EXCERPTED DATA:
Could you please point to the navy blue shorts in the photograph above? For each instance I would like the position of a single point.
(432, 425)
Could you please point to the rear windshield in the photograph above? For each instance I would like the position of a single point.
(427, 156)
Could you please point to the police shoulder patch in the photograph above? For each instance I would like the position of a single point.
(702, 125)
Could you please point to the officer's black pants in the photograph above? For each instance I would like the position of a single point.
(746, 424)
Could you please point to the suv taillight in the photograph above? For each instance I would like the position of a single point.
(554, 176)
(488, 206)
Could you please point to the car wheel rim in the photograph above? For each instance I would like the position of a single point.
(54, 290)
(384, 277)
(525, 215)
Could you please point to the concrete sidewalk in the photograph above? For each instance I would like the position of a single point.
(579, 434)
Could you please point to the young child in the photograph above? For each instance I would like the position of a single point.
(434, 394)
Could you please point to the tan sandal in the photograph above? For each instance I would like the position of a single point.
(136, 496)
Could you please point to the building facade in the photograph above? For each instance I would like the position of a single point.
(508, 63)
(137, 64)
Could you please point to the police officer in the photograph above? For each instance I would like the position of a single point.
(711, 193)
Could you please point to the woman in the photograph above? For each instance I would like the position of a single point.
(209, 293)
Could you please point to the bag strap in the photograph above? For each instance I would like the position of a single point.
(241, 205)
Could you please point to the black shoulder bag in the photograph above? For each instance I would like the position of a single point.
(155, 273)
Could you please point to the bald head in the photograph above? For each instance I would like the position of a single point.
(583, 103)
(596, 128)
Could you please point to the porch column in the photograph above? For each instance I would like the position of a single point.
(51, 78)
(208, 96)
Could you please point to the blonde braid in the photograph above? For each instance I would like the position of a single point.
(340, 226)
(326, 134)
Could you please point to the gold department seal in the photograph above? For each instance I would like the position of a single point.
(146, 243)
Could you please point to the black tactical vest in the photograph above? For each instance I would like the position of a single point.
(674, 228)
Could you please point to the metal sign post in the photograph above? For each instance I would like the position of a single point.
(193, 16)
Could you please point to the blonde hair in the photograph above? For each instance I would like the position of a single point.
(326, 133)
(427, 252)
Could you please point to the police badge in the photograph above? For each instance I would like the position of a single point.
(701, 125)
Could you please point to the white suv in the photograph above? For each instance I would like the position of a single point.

--

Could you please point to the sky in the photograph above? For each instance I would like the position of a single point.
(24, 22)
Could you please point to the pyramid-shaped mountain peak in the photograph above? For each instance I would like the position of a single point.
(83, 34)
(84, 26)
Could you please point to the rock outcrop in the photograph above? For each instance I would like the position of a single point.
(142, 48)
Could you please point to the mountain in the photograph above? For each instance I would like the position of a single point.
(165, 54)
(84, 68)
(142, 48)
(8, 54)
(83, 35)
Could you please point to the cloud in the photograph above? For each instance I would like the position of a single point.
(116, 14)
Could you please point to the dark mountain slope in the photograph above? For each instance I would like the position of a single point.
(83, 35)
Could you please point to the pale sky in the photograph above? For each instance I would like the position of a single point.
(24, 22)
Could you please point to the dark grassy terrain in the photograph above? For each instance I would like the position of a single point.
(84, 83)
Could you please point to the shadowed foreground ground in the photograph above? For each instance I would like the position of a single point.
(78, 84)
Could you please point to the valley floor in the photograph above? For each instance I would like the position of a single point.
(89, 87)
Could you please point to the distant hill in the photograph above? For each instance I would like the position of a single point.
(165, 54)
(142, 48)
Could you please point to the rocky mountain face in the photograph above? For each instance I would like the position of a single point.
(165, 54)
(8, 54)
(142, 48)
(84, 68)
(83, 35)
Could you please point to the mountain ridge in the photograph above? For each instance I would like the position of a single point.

PROMPT: Looking at the entries above, can you reproduce exactly the lines from the one that holds "Could you please point to the rocky" through the one that holds "Could you please point to the mountain ridge", and only those?

SOLVED PROBLEM:
Could you please point to the rocky mountain face in the photograph above? For each instance I would like the position of a single point.
(165, 54)
(8, 54)
(142, 48)
(84, 68)
(83, 35)
Could you please point to the mountain ridge in the photograph above? For each instance I would like the position of a single point.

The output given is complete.